[ACTION ITEM]
All of the records below should be output exactly.

»»

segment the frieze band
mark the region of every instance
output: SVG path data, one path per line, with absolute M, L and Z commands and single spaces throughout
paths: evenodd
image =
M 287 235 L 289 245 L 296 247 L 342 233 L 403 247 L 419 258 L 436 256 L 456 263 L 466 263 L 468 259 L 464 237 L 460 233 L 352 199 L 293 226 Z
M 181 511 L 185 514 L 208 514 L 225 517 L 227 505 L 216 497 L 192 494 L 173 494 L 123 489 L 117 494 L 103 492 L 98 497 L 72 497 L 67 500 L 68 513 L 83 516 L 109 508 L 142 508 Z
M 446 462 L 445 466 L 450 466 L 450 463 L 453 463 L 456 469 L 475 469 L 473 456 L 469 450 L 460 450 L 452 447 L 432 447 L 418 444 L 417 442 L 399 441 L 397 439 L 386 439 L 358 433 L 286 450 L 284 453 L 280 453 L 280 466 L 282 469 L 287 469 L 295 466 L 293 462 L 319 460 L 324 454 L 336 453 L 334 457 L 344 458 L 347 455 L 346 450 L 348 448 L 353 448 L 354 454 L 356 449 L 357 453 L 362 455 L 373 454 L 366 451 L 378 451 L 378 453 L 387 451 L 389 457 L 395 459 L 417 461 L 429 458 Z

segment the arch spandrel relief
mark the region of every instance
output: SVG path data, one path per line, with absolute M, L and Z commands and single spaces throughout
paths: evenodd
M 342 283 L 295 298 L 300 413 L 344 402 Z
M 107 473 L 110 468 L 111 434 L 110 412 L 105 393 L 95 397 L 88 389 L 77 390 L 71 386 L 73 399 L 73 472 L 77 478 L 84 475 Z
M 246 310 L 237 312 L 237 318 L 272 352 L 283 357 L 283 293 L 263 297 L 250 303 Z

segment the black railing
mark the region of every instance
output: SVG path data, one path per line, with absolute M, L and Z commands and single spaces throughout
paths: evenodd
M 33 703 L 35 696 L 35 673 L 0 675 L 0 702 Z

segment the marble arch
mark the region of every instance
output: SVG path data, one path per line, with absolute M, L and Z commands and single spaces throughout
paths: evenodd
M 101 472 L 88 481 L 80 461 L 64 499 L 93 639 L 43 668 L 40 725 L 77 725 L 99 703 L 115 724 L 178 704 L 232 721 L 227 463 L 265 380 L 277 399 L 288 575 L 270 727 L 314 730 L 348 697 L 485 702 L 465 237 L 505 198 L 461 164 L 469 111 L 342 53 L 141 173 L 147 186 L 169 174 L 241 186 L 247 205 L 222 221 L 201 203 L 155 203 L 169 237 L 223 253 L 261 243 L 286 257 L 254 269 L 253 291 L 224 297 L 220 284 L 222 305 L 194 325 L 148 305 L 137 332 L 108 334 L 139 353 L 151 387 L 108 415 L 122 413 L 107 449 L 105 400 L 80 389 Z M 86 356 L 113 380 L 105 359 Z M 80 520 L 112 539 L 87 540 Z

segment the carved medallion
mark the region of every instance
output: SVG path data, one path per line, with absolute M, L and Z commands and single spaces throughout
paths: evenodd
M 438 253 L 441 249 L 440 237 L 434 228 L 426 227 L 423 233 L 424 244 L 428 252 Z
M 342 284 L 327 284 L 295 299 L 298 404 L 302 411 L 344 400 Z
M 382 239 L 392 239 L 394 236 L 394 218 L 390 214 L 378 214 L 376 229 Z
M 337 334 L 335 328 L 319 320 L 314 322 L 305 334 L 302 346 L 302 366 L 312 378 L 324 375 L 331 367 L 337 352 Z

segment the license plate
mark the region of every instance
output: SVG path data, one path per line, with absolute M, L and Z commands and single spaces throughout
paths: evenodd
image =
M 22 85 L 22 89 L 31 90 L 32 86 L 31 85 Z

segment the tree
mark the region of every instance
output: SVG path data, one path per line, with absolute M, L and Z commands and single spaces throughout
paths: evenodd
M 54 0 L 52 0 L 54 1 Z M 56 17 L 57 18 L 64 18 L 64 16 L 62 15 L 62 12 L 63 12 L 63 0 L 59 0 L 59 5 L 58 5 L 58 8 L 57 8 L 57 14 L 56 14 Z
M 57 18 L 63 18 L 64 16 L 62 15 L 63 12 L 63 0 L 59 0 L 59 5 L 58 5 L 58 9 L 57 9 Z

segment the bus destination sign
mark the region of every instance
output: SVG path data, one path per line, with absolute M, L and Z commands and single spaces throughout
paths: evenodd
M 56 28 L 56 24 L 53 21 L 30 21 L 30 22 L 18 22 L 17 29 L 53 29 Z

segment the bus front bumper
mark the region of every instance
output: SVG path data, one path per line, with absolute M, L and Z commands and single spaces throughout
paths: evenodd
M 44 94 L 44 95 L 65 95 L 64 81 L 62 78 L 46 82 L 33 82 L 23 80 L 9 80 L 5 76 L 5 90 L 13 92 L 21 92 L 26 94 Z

««

[TASK SOLUTION]
segment the frieze band
mark the region of every instance
output: SVG path data, one path per line, with absolute M, L and Z commands and single spaces throughout
paths: evenodd
image =
M 287 235 L 289 245 L 296 247 L 342 233 L 403 247 L 419 258 L 436 256 L 456 263 L 466 263 L 468 259 L 464 237 L 460 233 L 352 199 L 293 226 Z
M 181 511 L 185 514 L 208 514 L 225 517 L 227 505 L 216 497 L 192 494 L 173 494 L 123 489 L 117 494 L 103 492 L 98 497 L 72 497 L 67 500 L 68 513 L 83 516 L 109 508 L 142 508 Z
M 446 462 L 445 466 L 450 466 L 450 463 L 453 463 L 456 469 L 475 469 L 473 456 L 469 450 L 460 450 L 452 447 L 432 447 L 418 444 L 417 442 L 399 441 L 397 439 L 386 439 L 358 433 L 286 450 L 284 453 L 280 453 L 280 466 L 282 469 L 287 469 L 295 466 L 293 462 L 319 460 L 324 454 L 336 453 L 334 457 L 344 458 L 347 455 L 346 450 L 348 448 L 353 448 L 354 454 L 356 449 L 357 453 L 362 455 L 373 454 L 366 451 L 378 451 L 378 453 L 387 451 L 389 457 L 395 459 L 417 461 L 429 458 Z

segment the arch spandrel relief
mark the region of every instance
output: SVG path data, one path per line, with absolute M, L and Z commands and single spaces throughout
paths: evenodd
M 342 283 L 295 298 L 300 413 L 344 402 Z
M 107 473 L 110 468 L 111 434 L 110 412 L 105 393 L 95 397 L 88 389 L 77 390 L 71 386 L 73 399 L 73 472 L 77 478 L 84 475 Z
M 246 310 L 237 312 L 237 318 L 272 352 L 283 357 L 283 293 L 263 297 L 250 303 Z

segment the black railing
mark the region of every instance
output: SVG path data, one path per line, with absolute M, L and Z commands and single spaces throughout
paths: evenodd
M 33 703 L 35 696 L 35 673 L 0 675 L 0 702 Z

segment the marble arch
mark the region of every instance
output: SVG path data, one path per line, with absolute M, L and Z commands and single spaces throughout
paths: evenodd
M 101 472 L 88 481 L 80 461 L 64 499 L 93 639 L 43 668 L 40 725 L 77 725 L 99 703 L 115 724 L 178 704 L 232 721 L 227 463 L 265 380 L 277 399 L 288 575 L 270 727 L 314 730 L 348 697 L 485 702 L 465 237 L 505 198 L 461 164 L 469 111 L 342 53 L 141 173 L 147 186 L 169 174 L 241 186 L 247 205 L 222 221 L 201 203 L 155 203 L 169 237 L 223 253 L 261 243 L 286 257 L 254 269 L 253 291 L 224 297 L 220 284 L 222 305 L 194 325 L 148 305 L 137 332 L 108 334 L 139 353 L 151 387 L 108 415 L 122 413 L 107 449 L 105 400 L 80 389 Z M 86 356 L 113 380 L 105 359 Z M 80 520 L 112 539 L 87 540 Z

segment the carved medallion
mark the region of every instance
output: SVG path data, one path per line, with absolute M, L and Z commands and single spaces throughout
paths: evenodd
M 438 253 L 441 249 L 440 237 L 434 228 L 426 227 L 423 233 L 424 244 L 428 252 Z
M 342 284 L 327 284 L 295 299 L 298 404 L 302 411 L 344 400 Z
M 382 239 L 392 239 L 394 236 L 394 218 L 390 214 L 378 214 L 376 229 Z
M 337 334 L 335 328 L 319 320 L 314 322 L 305 334 L 302 346 L 302 366 L 312 378 L 324 375 L 331 367 L 337 352 Z

segment the license plate
mark the region of every instance
output: SVG path data, one path per line, with absolute M, L and Z commands and single spaces throughout
paths: evenodd
image =
M 22 85 L 22 89 L 31 90 L 32 86 L 31 85 Z

segment the tree
mark the region of every instance
output: SVG path data, one path per line, with absolute M, L and Z commands and single spaces throughout
paths: evenodd
M 54 0 L 52 0 L 54 1 Z M 56 17 L 57 18 L 64 18 L 64 16 L 62 15 L 62 12 L 63 12 L 63 0 L 59 0 L 59 5 L 58 5 L 58 8 L 57 8 L 57 14 L 56 14 Z
M 57 18 L 63 18 L 64 16 L 62 15 L 63 12 L 63 0 L 59 0 L 59 5 L 58 5 L 58 9 L 57 9 Z

segment the bus destination sign
mark the region of every instance
output: SVG path data, one path per line, with absolute M, L and Z commands and single spaces throughout
paths: evenodd
M 56 28 L 56 24 L 53 21 L 30 21 L 30 22 L 18 22 L 17 29 L 53 29 Z

segment the bus front bumper
mark the region of every instance
output: SVG path data, one path per line, with absolute M, L and Z commands and single spaces throughout
paths: evenodd
M 44 94 L 44 95 L 65 95 L 64 81 L 62 78 L 46 82 L 33 82 L 23 80 L 9 80 L 5 76 L 5 90 L 13 92 L 21 92 L 26 94 Z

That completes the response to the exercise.